Instruction:
Output the lines below as a Markdown table with two columns, Row and Text. Number each row, put the line under Text, and skip any blank lines.

Dataset rows:
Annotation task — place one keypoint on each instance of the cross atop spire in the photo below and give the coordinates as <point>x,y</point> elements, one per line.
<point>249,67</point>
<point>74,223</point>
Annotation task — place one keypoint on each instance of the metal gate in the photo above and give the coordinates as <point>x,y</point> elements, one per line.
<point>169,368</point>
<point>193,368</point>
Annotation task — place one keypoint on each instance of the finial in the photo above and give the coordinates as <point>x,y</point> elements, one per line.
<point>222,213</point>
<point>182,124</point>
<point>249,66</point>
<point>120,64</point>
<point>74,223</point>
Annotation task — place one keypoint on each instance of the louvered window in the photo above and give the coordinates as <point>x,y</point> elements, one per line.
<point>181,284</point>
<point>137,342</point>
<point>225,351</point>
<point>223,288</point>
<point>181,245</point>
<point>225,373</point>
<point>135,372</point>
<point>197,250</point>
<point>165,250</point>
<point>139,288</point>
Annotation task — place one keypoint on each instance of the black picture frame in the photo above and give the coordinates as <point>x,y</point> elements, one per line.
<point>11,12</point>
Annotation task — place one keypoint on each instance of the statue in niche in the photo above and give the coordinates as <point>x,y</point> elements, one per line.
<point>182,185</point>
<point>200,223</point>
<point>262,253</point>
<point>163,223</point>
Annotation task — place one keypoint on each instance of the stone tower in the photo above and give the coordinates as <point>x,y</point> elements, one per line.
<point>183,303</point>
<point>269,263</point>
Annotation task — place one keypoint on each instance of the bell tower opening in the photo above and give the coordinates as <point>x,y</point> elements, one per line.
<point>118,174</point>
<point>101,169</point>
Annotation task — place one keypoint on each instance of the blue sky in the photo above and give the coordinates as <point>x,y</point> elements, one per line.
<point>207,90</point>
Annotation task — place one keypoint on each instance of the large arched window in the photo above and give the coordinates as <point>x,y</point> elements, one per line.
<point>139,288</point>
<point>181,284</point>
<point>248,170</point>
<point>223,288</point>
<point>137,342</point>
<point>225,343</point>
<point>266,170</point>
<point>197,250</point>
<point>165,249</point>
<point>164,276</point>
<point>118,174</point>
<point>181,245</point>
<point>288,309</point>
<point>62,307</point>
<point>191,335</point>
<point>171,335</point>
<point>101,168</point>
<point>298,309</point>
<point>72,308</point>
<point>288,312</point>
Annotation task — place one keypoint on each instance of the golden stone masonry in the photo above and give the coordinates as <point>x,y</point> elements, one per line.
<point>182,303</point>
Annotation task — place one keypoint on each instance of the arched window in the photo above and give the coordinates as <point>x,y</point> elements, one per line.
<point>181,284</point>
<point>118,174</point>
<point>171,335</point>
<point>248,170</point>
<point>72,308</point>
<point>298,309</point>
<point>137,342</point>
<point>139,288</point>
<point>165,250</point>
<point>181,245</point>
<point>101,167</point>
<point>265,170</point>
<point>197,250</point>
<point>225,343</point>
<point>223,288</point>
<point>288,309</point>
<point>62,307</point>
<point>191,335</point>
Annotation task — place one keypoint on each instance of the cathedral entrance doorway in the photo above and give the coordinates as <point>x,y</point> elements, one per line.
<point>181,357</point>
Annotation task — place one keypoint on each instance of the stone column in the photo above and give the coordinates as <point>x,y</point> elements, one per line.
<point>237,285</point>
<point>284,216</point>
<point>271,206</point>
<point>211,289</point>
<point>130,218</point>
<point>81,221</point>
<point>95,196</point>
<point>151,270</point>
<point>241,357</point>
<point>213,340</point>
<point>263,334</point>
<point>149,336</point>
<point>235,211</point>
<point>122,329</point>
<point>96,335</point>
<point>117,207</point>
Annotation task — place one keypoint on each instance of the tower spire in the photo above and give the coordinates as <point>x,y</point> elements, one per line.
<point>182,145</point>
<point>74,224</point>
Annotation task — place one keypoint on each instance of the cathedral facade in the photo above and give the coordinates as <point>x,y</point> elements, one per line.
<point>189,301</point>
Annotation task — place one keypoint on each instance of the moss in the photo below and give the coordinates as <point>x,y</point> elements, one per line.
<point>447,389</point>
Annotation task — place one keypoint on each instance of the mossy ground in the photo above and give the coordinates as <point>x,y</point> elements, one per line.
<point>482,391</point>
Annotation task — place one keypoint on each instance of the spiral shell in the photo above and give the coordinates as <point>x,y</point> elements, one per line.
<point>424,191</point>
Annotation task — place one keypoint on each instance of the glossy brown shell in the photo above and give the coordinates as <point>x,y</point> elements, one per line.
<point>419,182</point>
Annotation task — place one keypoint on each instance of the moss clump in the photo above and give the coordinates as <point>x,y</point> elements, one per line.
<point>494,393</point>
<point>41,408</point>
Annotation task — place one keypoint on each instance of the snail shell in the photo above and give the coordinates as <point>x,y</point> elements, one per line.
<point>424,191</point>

Task output:
| Row | Text |
|---|---|
| 1 | Annotation task — place one keypoint on each instance of the cross atop spire in the photo below and give the coordinates as <point>x,y</point> elements, one per line. |
| 2 | <point>249,67</point> |
| 3 | <point>74,223</point> |
| 4 | Annotation task — place one keypoint on each instance of the metal gate in the photo above and give the coordinates as <point>x,y</point> elements, one per line. |
| 5 | <point>169,368</point> |
| 6 | <point>193,368</point> |
| 7 | Annotation task — place one keypoint on each instance of the finial in the photo above and give the coordinates as <point>x,y</point> elements, one per line. |
| 8 | <point>222,213</point> |
| 9 | <point>182,124</point> |
| 10 | <point>249,66</point> |
| 11 | <point>120,64</point> |
| 12 | <point>74,223</point> |
| 13 | Annotation task — place one keypoint on each instance of the louvered window in the photo above and give the coordinates as <point>x,y</point> elements, one per line. |
| 14 | <point>181,284</point> |
| 15 | <point>137,342</point> |
| 16 | <point>225,351</point> |
| 17 | <point>223,288</point> |
| 18 | <point>181,245</point> |
| 19 | <point>225,373</point> |
| 20 | <point>135,372</point> |
| 21 | <point>197,250</point> |
| 22 | <point>165,250</point> |
| 23 | <point>139,288</point> |
| 24 | Annotation task — place one keypoint on each instance of the black picture frame in the photo above and give the coordinates as <point>x,y</point> elements, one per line. |
| 25 | <point>11,12</point> |
| 26 | Annotation task — place one keypoint on each instance of the statue in niche in the photo above and give the coordinates as <point>x,y</point> elements, one per line. |
| 27 | <point>182,185</point> |
| 28 | <point>200,223</point> |
| 29 | <point>262,253</point> |
| 30 | <point>163,223</point> |
| 31 | Annotation task — place one keypoint on each instance of the stone tower in the photo above and give the coordinates as <point>x,y</point> elements, one per line. |
| 32 | <point>183,303</point> |
| 33 | <point>269,263</point> |
| 34 | Annotation task — place one keypoint on each instance of the bell tower opening in the photo above and give the coordinates as <point>x,y</point> elements, one per line. |
| 35 | <point>118,174</point> |
| 36 | <point>101,169</point> |
| 37 | Annotation task — place one keypoint on each instance of the blue sky in the photo above and give the coordinates as <point>x,y</point> elements, one per line. |
| 38 | <point>207,90</point> |
| 39 | Annotation task — place one keypoint on each instance of the large arched window in the photo above and give the coordinates as <point>x,y</point> elements, one per line. |
| 40 | <point>139,288</point> |
| 41 | <point>181,284</point> |
| 42 | <point>248,170</point> |
| 43 | <point>223,288</point> |
| 44 | <point>137,342</point> |
| 45 | <point>225,343</point> |
| 46 | <point>266,170</point> |
| 47 | <point>197,250</point> |
| 48 | <point>165,249</point> |
| 49 | <point>164,276</point> |
| 50 | <point>118,174</point> |
| 51 | <point>181,245</point> |
| 52 | <point>288,309</point> |
| 53 | <point>62,307</point> |
| 54 | <point>191,335</point> |
| 55 | <point>171,335</point> |
| 56 | <point>101,168</point> |
| 57 | <point>298,309</point> |
| 58 | <point>72,308</point> |
| 59 | <point>288,312</point> |
| 60 | Annotation task — place one keypoint on each instance of the golden stone masonry in the photo above and give the coordinates as <point>x,y</point> elements, one per line. |
| 61 | <point>182,303</point> |
| 62 | Annotation task — place one keypoint on each instance of the arched window in the photo above and give the coordinates as <point>x,y</point> elements, one per line. |
| 63 | <point>181,284</point> |
| 64 | <point>118,174</point> |
| 65 | <point>171,335</point> |
| 66 | <point>248,170</point> |
| 67 | <point>72,308</point> |
| 68 | <point>298,309</point> |
| 69 | <point>137,342</point> |
| 70 | <point>139,288</point> |
| 71 | <point>165,250</point> |
| 72 | <point>181,245</point> |
| 73 | <point>101,167</point> |
| 74 | <point>265,170</point> |
| 75 | <point>197,250</point> |
| 76 | <point>225,343</point> |
| 77 | <point>223,288</point> |
| 78 | <point>288,309</point> |
| 79 | <point>62,307</point> |
| 80 | <point>191,335</point> |
| 81 | Annotation task — place one keypoint on each instance of the cathedral entrance doorway in the photo above and give the coordinates as <point>x,y</point> elements, one per line. |
| 82 | <point>181,357</point> |
| 83 | Annotation task — place one keypoint on each instance of the stone column in the photo above and give the coordinates as <point>x,y</point> elements, one per line. |
| 84 | <point>237,285</point> |
| 85 | <point>284,216</point> |
| 86 | <point>271,206</point> |
| 87 | <point>211,289</point> |
| 88 | <point>130,218</point> |
| 89 | <point>81,221</point> |
| 90 | <point>95,196</point> |
| 91 | <point>151,270</point> |
| 92 | <point>241,357</point> |
| 93 | <point>213,340</point> |
| 94 | <point>263,334</point> |
| 95 | <point>149,336</point> |
| 96 | <point>235,211</point> |
| 97 | <point>122,329</point> |
| 98 | <point>96,335</point> |
| 99 | <point>117,207</point> |
| 100 | Annotation task — place one keypoint on each instance of the tower spire in the photo above and give the coordinates as <point>x,y</point> elements, one per line. |
| 101 | <point>182,145</point> |
| 102 | <point>74,224</point> |
| 103 | Annotation task — place one keypoint on each instance of the cathedral facade in the photo above and give the coordinates as <point>x,y</point> elements, one per line. |
| 104 | <point>189,301</point> |
| 105 | Annotation task — place one keypoint on each instance of the moss in the photo below and give the coordinates as <point>x,y</point> elements, one per line. |
| 106 | <point>447,389</point> |
| 107 | Annotation task — place one keypoint on each instance of the mossy ground in the photo above and give the coordinates as <point>x,y</point> elements, one per line. |
| 108 | <point>482,391</point> |
| 109 | Annotation task — place one keypoint on each instance of the spiral shell in the photo above and give the coordinates as <point>x,y</point> elements, one per line. |
| 110 | <point>424,191</point> |
| 111 | Annotation task — place one keypoint on each instance of the glossy brown shell in the photo above and give the coordinates as <point>x,y</point> elements, one per line. |
| 112 | <point>419,182</point> |
| 113 | Annotation task — place one keypoint on each instance of the moss clump in the photo above and give the coordinates as <point>x,y</point> elements, one per line. |
| 114 | <point>494,393</point> |
| 115 | <point>41,408</point> |
| 116 | Annotation task — place one keypoint on each instance of the snail shell in the photo above and give the coordinates as <point>x,y</point> elements, one per line. |
| 117 | <point>424,191</point> |